When you flash-load the code and if all goes well, you will see values from the 'brightness' topic arrive at your broker on a periodic basis. It won't signify anything, because we haven't yet connected an analog sensor.

Build Photosensor Circuit

To create the input circuit, you'll need an off-the-shelf photoresistor and a pullup resistor as shown in the diagram.

Unplug the board, then wire up the photoresistor and series resistor as shown. You'll find the 3.3V and GND connections on CON710 and the A0 analog input connection on CON711; the board header map is here if you need it.

Once you reconnect your board USB cable and wait for it to get an IP address, you'll be able to wave your hand over the photoresistor and see the values change.

Publish to Subscriber

Your board is now sending 'brightness' messages to your Mosquitto broker – but no one is subscribing yet! Let's fix that, using Node-RED or MQTT.fx.

Using Node-RED as subscriber

Use this approach with your ARTIK 5/7/10 board.

  1. If not already running, start Node-RED and run it as a background process.
    node-red &

  2. Follow the MQTT Tutorial to monitor a Topic of brightness.

Using MQTT.fx as subscriber

Use this approach with your development PC. We'll assume you already configured MQTT.fx in the previous article.

  1. Start MQTT.fx and select the Subscribe tab.

  2. Enter a Topic of brightness, and click Subscribe.

Summary

You've built a stand-alone MQTT subscriber and publisher that can publish sensor data to the broker and act on messages received from the broker. You should be well equipped now to apply this simple but efficient technique to your own applications.

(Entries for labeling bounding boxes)
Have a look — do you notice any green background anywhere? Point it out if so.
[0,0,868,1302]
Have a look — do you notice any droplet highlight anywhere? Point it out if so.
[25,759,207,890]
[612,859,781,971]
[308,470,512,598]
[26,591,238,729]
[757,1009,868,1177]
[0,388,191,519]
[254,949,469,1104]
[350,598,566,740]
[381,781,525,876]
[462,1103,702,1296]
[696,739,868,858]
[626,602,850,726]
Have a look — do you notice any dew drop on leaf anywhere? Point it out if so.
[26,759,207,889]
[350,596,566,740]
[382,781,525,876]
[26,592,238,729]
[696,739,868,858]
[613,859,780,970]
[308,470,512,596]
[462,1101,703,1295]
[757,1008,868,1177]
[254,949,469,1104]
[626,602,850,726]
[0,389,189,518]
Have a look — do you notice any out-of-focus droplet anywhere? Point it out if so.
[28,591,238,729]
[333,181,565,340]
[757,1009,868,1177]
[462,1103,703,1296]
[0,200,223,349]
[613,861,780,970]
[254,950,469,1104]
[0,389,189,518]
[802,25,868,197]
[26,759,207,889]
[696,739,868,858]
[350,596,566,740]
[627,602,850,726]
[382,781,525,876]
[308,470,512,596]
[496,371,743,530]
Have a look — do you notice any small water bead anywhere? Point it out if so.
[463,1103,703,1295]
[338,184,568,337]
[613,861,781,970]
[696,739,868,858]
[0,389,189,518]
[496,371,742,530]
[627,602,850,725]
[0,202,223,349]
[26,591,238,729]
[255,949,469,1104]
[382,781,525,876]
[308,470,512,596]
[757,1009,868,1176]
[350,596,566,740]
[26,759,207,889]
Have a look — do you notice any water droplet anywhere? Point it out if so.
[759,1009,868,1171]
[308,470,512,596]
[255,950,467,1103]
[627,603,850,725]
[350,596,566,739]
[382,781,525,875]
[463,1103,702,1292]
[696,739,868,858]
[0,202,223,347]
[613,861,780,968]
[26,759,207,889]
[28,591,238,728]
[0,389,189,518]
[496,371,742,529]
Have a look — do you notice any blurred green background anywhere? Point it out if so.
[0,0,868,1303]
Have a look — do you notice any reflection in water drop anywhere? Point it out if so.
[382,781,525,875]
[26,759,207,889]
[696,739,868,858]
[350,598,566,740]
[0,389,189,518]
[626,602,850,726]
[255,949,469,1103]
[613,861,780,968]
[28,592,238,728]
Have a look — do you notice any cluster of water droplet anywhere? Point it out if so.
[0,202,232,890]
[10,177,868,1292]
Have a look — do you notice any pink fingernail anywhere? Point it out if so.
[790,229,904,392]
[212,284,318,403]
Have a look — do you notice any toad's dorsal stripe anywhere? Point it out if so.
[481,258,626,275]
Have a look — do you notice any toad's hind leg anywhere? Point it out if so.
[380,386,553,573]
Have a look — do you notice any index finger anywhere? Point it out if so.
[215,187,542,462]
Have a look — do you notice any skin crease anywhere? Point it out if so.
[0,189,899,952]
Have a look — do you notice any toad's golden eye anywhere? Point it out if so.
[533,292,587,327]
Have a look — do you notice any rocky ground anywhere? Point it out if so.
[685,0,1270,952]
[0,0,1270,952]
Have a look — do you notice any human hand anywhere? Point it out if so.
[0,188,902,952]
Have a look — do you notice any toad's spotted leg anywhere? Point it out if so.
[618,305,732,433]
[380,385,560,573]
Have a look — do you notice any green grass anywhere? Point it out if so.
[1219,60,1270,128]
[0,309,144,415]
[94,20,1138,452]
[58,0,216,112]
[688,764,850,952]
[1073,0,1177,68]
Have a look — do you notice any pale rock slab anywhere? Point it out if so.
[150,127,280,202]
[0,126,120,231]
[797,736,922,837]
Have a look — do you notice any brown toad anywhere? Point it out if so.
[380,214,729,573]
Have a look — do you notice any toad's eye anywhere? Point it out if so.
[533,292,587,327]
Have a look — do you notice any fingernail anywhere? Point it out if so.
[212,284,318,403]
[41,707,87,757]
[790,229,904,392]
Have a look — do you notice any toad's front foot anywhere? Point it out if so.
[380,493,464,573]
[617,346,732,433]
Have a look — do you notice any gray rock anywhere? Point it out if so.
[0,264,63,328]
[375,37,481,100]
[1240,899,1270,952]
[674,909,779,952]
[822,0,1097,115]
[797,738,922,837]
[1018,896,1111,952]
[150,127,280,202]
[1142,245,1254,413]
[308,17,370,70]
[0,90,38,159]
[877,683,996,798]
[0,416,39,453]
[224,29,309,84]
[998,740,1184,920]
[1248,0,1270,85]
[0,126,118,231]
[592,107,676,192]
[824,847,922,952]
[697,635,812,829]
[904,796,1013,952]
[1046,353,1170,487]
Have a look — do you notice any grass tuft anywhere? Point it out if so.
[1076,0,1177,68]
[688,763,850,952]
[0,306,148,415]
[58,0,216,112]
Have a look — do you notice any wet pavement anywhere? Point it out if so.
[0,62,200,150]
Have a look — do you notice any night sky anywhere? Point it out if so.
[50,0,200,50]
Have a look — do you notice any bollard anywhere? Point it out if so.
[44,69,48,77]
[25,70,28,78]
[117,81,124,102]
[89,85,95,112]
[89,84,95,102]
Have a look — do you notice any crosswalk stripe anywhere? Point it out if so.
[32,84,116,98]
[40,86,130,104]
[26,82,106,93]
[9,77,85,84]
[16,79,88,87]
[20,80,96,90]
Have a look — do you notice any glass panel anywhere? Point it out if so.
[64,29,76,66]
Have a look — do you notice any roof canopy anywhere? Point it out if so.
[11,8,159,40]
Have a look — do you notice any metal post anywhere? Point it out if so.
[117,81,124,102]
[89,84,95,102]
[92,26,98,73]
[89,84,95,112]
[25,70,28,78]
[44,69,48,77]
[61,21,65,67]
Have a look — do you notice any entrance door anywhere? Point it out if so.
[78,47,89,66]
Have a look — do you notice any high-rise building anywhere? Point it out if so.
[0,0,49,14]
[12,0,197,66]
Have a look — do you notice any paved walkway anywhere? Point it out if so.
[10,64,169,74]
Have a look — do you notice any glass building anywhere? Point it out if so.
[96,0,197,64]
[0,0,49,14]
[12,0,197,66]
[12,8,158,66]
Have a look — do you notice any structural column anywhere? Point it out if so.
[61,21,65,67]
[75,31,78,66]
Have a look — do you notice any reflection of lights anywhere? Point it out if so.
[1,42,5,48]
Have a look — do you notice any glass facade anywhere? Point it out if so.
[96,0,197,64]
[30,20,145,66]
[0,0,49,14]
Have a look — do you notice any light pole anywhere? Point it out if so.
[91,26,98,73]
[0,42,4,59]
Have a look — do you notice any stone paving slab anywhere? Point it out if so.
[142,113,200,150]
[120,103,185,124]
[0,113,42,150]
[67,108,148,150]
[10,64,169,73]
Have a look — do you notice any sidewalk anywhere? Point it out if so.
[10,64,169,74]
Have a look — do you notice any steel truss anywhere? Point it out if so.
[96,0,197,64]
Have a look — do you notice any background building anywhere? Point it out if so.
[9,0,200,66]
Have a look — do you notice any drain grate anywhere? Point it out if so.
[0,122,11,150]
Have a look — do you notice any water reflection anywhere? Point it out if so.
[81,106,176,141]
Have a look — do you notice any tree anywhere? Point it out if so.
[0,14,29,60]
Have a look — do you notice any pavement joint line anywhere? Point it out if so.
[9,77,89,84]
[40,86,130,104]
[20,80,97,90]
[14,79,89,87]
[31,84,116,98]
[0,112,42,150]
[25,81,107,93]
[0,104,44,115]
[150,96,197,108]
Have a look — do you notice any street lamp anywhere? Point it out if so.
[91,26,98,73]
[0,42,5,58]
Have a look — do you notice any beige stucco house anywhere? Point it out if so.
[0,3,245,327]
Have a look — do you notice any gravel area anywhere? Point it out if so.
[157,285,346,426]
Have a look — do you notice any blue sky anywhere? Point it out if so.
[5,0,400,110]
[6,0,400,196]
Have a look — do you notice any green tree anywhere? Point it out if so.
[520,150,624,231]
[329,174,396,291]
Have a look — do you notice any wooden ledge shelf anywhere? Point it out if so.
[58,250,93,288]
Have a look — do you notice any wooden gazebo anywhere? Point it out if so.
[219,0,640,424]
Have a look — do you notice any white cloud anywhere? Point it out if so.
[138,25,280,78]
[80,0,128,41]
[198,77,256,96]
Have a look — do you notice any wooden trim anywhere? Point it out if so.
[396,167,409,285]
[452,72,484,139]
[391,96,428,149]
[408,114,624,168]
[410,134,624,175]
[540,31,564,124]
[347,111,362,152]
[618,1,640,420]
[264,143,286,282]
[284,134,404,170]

#### [REQUESTS]
• a. In the photosensor tutorial, on which connector are the 3.3V and GND connections found?
• b. Reproduce the photosensor tutorial word for word, starting at "Once you reconnect" and ending at "ARTIK 5/7/10 board.".

#### [ANSWERS FOR THIS EXERCISE]
• a. CON710

• b.
Once you reconnect your board USB cable and wait for it to get an IP address, you'll be able to wave your hand over the photoresistor and see the values change.

Publish to Subscriber

Your board is now sending 'brightness' messages to your Mosquitto broker – but no one is subscribing yet! Let's fix that, using Node-RED or MQTT.fx.

Using Node-RED as subscriber

Use this approach with your ARTIK 5/7/10 board.